# Ocumetics Bionic Lens could give you vision 3x better than 20/20



## Alex (21/5/15)

*Ocumetics Bionic Lens could give you vision 3x better than 20/20*
*Clinical trials still needed before device can be approved*
By Camille Bains, The Canadian Press Posted: May 18, 2015 3:03 PM ET Last Updated: May 19, 2015 10:12 AM ET






Dr. Garth Webb holds a bionic lens he developed on the tip of his finger. He says inserting it would be a painless procedure, identical to cataract surgery, that would take about eight minutes. A patient's sight would be immediately corrected. (Darryl Dyck/Canadian Press)

19664 shares




Facebook



Twitter



Reddit



Google



Share



Email
*External Links*

Ocumetics bionic lens
(Note: CBC does not endorse and is not responsible for the content of external links.)

Imagine being able to see three times better than 20/20 vision without wearing glasses or contacts — even at age 100 or more — with the help of bionic lenses implanted in your eyes.

Dr. Garth Webb, an optometrist in British Columbia who invented the Ocumetics Bionic Lens, says patients would have perfect vision and that driving glasses, progressive lenses and contact lenses would become a dim memory as the eye-care industry is transformed.





Dr. Garth Webb says the bionic lens would allow people to see to infinity and replace the need for eyeglasses and contact lenses. (Darryl Dyck/Canadian Press)

Webb says people who have the specialized lenses surgically inserted would never get cataracts because their natural lenses, which decay over time, would have been replaced.

Perfect eyesight would result "no matter how crummy your eyes are," Webb says, adding the Bionic Lens would be an option for someone who depends on corrective lenses and is over about age 25, when the eye structures are fully developed.

"This is vision enhancement that the world has never seen before," he says, showing a Bionic Lens, which looks like a tiny button.

"If you can just barely see the clock at 10 feet, when you get the Bionic Lens you can see the clock at 30 feet away," says Webb, demonstrating how a custom-made lens that folded like a taco in a saline-filled syringe would be placed in an eye, where it would unravel itself within 10 seconds.

*8-minute surgery*
He says the painless procedure, identical to cataract surgery, would take about eight minutes and a patient's sight would be immediately corrected.

Webb, who is the CEO of Ocumetics Technology Corp., has spent the last eight years and about $3 million researching and developing the Bionic Lens, getting international patents and securing a biomedical manufacturing facility in Delta, B.C.





Webb says people who have the specialized lenses surgically inserted would never get cataracts because their natural lenses, which decay over time, would have been replaced. (Laitr Keiows/Wikicommons)

His mission is fuelled by the "obsession" he's had to free himself and others from corrective lenses since he was in Grade 2, when he was saddled with glasses.

"My heroes were cowboys, and cowboys just did not wear glasses," Webb says.

"At age 45 I had to struggle with reading glasses, which like most people, I found was a great insult. To this day I curse my progressive glasses. I also wear contact lenses, which I also curse just about every day."

Webb's efforts culminated in his recent presentation of the lens to 14 top ophthalmologists in San Diego the day before an annual gathering of the American Society of Cataract and Refractive Surgery.

§ INSTRUCTIONS FOR THE TASK:
Using the bionic lens article, judge whether each statement agrees with it. Answer yes or no for each and quote the deciding words from the article. (a) Inserting the lens would take about eight minutes. (b) Webb presented the lens to 14 top ophthalmologists in Vancouver. (c) The lens would be an option for someone who depends on corrective lenses and is over about age 25. None of the material that follows is needed for working with the text.

Items drawn from a data source:
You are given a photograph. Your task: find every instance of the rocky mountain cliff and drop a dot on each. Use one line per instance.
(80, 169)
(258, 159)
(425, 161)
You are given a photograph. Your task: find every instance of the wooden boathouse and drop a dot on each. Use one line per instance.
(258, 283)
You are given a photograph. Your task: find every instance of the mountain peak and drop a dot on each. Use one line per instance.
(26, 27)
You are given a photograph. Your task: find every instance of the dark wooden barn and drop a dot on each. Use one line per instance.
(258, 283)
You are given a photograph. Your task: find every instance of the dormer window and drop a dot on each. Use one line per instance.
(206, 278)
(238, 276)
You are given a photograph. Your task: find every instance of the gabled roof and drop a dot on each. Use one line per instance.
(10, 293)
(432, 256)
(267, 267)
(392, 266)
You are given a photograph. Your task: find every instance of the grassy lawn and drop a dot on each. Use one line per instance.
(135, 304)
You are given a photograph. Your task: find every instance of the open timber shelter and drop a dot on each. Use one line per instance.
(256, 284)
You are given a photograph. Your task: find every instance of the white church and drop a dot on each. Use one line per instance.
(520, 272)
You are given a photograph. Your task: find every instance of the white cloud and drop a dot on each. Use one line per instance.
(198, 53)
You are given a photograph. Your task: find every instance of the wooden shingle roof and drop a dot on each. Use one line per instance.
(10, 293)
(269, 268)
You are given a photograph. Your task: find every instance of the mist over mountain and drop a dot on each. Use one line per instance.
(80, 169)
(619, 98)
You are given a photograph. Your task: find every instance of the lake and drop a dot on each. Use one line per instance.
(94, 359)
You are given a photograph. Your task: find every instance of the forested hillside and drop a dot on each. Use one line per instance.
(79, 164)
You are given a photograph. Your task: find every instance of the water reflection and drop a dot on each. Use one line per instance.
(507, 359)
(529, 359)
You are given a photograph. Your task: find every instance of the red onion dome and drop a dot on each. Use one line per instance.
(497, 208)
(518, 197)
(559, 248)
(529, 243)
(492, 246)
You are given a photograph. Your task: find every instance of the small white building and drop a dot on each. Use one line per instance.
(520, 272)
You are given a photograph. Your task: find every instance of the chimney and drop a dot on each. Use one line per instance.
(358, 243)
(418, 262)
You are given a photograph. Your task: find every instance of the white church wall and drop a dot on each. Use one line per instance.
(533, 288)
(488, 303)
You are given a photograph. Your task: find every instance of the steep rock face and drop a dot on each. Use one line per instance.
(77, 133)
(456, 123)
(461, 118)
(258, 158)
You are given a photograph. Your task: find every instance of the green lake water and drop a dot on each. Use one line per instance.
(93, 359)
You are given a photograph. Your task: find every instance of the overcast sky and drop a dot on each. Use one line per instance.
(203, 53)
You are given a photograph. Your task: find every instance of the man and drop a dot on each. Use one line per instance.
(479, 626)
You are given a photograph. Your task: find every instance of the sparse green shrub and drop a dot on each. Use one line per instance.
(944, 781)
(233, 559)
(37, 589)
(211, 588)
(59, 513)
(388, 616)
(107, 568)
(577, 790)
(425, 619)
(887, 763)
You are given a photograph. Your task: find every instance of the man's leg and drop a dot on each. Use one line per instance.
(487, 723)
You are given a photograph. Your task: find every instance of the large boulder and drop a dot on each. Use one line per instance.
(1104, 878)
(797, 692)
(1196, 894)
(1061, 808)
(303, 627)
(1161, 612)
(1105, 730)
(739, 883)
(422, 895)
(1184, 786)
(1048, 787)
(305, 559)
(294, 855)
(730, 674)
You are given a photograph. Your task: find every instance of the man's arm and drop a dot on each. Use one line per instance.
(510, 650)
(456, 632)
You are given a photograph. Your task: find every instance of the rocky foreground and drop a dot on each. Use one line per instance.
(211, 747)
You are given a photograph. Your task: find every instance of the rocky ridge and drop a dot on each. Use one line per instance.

§ ANSWER TO THE PROBLEM:
(a) Yes: "would take about eight minutes"
(b) No: "14 top ophthalmologists in San Diego"
(c) Yes: "an option for someone who depends on corrective lenses and is over about age 25"